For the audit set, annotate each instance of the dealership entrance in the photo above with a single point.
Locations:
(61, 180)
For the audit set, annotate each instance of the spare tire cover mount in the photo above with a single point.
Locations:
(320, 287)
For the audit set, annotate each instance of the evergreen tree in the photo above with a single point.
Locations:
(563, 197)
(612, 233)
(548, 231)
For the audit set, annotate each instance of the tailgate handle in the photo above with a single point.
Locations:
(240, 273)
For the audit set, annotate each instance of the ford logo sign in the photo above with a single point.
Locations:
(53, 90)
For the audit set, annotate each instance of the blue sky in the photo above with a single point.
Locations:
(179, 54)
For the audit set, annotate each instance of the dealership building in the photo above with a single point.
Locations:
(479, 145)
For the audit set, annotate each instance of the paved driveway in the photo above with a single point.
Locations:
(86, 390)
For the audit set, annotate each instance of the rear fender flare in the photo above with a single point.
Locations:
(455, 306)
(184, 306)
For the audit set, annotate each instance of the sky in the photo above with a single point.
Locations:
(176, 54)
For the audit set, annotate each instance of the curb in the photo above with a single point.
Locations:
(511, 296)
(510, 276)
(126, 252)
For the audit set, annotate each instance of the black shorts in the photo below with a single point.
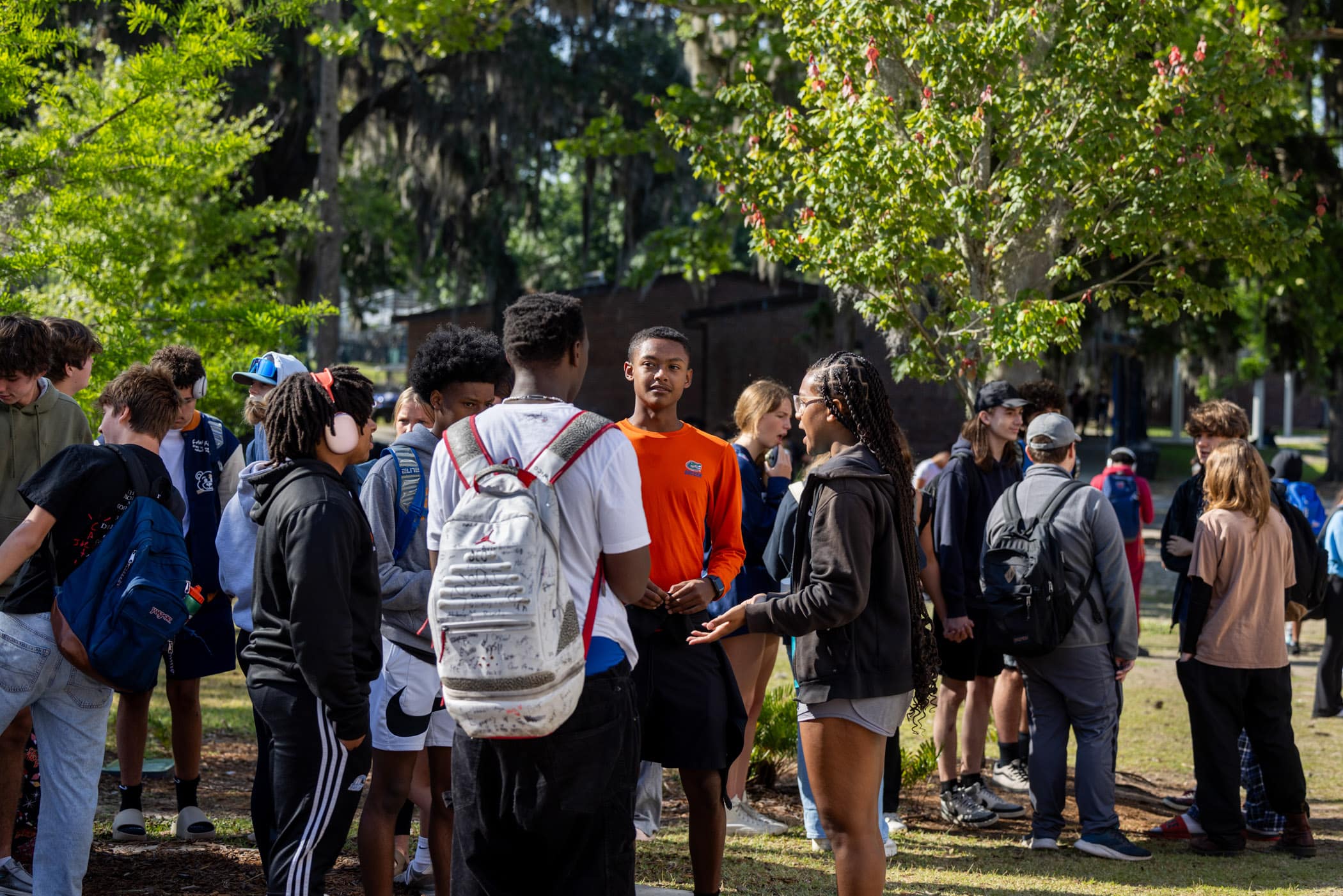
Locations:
(206, 645)
(569, 796)
(973, 657)
(691, 711)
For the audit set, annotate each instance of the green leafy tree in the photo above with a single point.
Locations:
(124, 203)
(971, 175)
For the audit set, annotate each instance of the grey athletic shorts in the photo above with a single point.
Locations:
(880, 715)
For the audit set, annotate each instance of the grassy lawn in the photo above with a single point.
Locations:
(1154, 755)
(1154, 759)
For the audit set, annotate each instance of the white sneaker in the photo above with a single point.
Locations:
(14, 879)
(767, 825)
(1030, 841)
(982, 794)
(1013, 777)
(742, 824)
(418, 881)
(192, 824)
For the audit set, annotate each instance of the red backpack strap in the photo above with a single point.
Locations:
(590, 618)
(465, 450)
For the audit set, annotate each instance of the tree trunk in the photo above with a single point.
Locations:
(1334, 448)
(327, 278)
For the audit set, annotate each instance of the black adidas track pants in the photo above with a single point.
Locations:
(316, 785)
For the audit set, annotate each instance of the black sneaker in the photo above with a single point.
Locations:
(959, 809)
(1179, 804)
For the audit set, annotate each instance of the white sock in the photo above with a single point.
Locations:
(422, 861)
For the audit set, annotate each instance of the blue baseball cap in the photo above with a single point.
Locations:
(271, 370)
──────
BRIEF:
All records above should be duplicated exactly, with the pictures omitted.

EXERCISE RESULT:
For the audit set, annotate each instance of the dealership entrance in the photo above with a single point.
Locations:
(61, 180)
For the audit set, annotate each instance of the spare tire cover mount in the photo above with a single point.
Locations:
(320, 287)
For the audit set, annotate each instance of the evergreen tree in the photo above with a single point.
Locations:
(563, 197)
(612, 233)
(548, 231)
For the audit set, annotate each instance of the tailgate handle in the photo above with a single point.
Locations:
(240, 273)
For the audit set, annotate each instance of the ford logo sign in the photo above with a single point.
Locations:
(53, 90)
For the audit set, annotate each instance of the blue sky in the photo above with a single point.
Locations:
(179, 54)
For the audit set, annotate each instance of the dealership building in the photo above with a single point.
Locations:
(479, 145)
For the audit set, annotate each instance of the paved driveway in the photo above with a single point.
Locations:
(86, 390)
For the audit set, annotate each instance of the rear fender flare in the photo above with a single point.
Locations:
(455, 306)
(184, 306)
For the audit set, annotate each instance of the sky in the photo above with a single point.
Locations:
(176, 54)
For the audit set, annotate each instance of the curb in the photo above with a single point.
Locations:
(511, 296)
(510, 276)
(126, 252)
For the audit set, annotate each instance of the black shorts in the photo below with a single point.
Locations:
(206, 645)
(569, 796)
(973, 657)
(691, 711)
For the audit set, annotate each instance of the green leafy tree in the photo above with a single point.
Locations:
(124, 203)
(971, 175)
For the audit set, annotate each instance of the grey athletic shorts in the photo above with a single point.
Locations:
(880, 715)
For the audit set, annotate each instance of the grassy lawn in the photo above with a single point.
Locations:
(1154, 755)
(1154, 759)
For the audit set, annotate each instance of the white sneaker in the photo above with a single point.
Locations:
(14, 879)
(767, 825)
(1030, 841)
(982, 794)
(1013, 777)
(742, 824)
(418, 881)
(192, 824)
For the audit set, annotate each instance of the red backpack strap in the photo above with a single point.
Locations:
(590, 618)
(465, 450)
For the audit set, annotate each instance of the tree trunk in the photo above with a single point.
Locations:
(1334, 448)
(327, 278)
For the audit set, annotate each instance of the black adidas track pants in the photo above with a single point.
Locations:
(316, 785)
For the audit set, annotate each instance of the black sneaker in the photo above with a single point.
Locations:
(959, 809)
(1179, 804)
For the audit set, annotate each instance of the white sock in the photo above with a single point.
Locations:
(422, 861)
For the audit set, annotate each instance of the blue baseball cap in the photo above with a single point.
Locations:
(271, 370)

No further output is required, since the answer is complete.